• Tasks:
1 > From the FreeBSD development thread, copy verbatim the passage between "# FreeBSD source" and "underdstanding correct here?", inclusive.
2 > Check each statement against the FreeBSD development thread, answering yes or no and quoting the words that decide it: (a) According to the reply, every entry on Phabricator is tied to a Bugzilla report. (b) The original post describes the FreeBSD GitHub repository as read-only. (c) The reply says issues belong in Bugzilla rather than in GitHub's PR section.

• Text block:
======

# FreeBSD source on GitHub and overall development model



## fnoyanisi (Jan 19, 2017)

Hi folks,

Just to figure out the overall development model for FreeBSD project (I read the project model for FreeBSD book) and have a few questions, or points to clarify I would say...

First of all, what I understand from the FreeBSD project model book is that bugzilla is used to report bugs and submit patches, but what is not included in the book is Phabricator is used in the process of reviewing submitted patches. Is my underdstanding correct here?

Another thing that I want to clarify is the role of FreeBSD GitHub repo, which is a read-only git repository. Although the repository is read-only, I see that there have been several PRs submitted so far. What is the role of FreeBSD GitHub repo in the overall development process?

Thanks in advance...


----------



## usdmatt (Jan 20, 2017)

Yes Phabricator is used to allow devs to comment on patches and provide feedback before it is merged. Of course it's not purely related to Bugzilla, many of the entries on Phabricator are improvements/new features or refactoring.

As far as I'm aware the GitHub repository is purely a standalone copy for people who want to view or access the code using git or via the GitHub web interface. The devs do not use it and any issues should be submitted into Bugzilla, not the PR section in GitHub.


----------

======

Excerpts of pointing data

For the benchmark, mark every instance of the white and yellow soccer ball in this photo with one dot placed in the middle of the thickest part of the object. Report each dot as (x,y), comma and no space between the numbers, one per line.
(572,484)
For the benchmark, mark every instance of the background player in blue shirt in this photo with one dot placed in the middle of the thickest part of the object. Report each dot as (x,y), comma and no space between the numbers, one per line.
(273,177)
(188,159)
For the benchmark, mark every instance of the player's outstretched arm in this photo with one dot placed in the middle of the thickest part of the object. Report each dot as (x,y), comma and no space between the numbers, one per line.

======

• Responses by task:
1 >
# FreeBSD source on GitHub and overall development model



## fnoyanisi (Jan 19, 2017)

Hi folks,

Just to figure out the overall development model for FreeBSD project (I read the project model for FreeBSD book) and have a few questions, or points to clarify I would say...

First of all, what I understand from the FreeBSD project model book is that bugzilla is used to report bugs and submit patches, but what is not included in the book is Phabricator is used in the process of reviewing submitted patches. Is my underdstanding correct here?

2 >
(a) No: "Of course it's not purely related to Bugzilla, many of the entries on Phabricator are improvements/new features or refactoring."
(b) Yes: "which is a read-only git repository."
(c) Yes: "any issues should be submitted into Bugzilla, not the PR section in GitHub."